#### The problem:
Would you output the entries below only from the line containing "[locate] puppy's ear (one point per instance)" through the line containing "[locate] wooden plank", exactly as they stand and with both ends included?

________________________

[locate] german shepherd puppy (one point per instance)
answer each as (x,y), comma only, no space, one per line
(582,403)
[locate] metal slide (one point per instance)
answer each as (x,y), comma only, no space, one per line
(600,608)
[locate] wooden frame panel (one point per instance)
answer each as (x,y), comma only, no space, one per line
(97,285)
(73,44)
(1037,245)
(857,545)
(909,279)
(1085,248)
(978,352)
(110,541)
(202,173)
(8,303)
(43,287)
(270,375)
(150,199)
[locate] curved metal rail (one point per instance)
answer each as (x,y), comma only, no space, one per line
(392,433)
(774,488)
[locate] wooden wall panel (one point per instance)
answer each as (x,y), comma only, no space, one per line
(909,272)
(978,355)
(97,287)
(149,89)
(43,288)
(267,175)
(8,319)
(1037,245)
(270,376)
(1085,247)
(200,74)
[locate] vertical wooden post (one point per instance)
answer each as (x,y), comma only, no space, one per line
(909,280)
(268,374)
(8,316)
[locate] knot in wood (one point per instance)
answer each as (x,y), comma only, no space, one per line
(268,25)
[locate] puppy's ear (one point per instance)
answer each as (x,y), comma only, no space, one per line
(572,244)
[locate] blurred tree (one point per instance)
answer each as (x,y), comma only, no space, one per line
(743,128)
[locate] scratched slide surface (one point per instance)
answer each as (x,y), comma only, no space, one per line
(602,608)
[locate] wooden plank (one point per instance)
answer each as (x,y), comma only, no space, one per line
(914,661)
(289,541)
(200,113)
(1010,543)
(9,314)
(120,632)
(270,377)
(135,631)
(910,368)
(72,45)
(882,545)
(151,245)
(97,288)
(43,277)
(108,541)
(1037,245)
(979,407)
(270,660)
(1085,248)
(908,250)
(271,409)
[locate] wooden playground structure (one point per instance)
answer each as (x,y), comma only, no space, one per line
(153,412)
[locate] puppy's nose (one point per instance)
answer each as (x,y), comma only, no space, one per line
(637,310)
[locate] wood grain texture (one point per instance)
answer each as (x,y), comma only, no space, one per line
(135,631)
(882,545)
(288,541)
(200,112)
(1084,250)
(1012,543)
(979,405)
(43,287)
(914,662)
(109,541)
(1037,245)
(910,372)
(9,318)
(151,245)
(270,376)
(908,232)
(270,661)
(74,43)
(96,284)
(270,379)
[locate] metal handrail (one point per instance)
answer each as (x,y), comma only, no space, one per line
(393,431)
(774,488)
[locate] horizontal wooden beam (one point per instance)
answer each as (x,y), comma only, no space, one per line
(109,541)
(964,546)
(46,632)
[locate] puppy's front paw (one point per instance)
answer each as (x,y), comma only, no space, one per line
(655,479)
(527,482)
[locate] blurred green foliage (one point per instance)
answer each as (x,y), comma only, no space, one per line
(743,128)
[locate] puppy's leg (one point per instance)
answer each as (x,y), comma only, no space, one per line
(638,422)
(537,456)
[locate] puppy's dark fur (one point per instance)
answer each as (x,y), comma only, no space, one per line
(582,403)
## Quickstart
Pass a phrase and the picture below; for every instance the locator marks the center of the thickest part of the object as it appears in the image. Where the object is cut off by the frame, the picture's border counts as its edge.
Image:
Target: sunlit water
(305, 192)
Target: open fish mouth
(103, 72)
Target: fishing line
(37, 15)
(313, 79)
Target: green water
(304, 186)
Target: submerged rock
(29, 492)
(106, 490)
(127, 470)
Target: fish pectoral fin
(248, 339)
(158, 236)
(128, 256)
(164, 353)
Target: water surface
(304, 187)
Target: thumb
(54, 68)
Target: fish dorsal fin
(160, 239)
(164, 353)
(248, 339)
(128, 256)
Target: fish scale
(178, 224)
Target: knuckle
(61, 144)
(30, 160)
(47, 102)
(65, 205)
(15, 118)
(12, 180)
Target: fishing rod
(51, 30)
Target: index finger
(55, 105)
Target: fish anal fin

________________________

#### Completed exercise:
[locate] puppy's ear (one point per instance)
answer each as (x,y), comma only, no space, one per line
(572,244)
[locate] blurred tree (one point per instance)
answer each as (x,y), comma only, no space, one per line
(743,128)
[locate] scratched slide surface (one point per instance)
answer each as (x,y), comma only, no space, one per line
(602,608)
[locate] wooden plank (one point per instance)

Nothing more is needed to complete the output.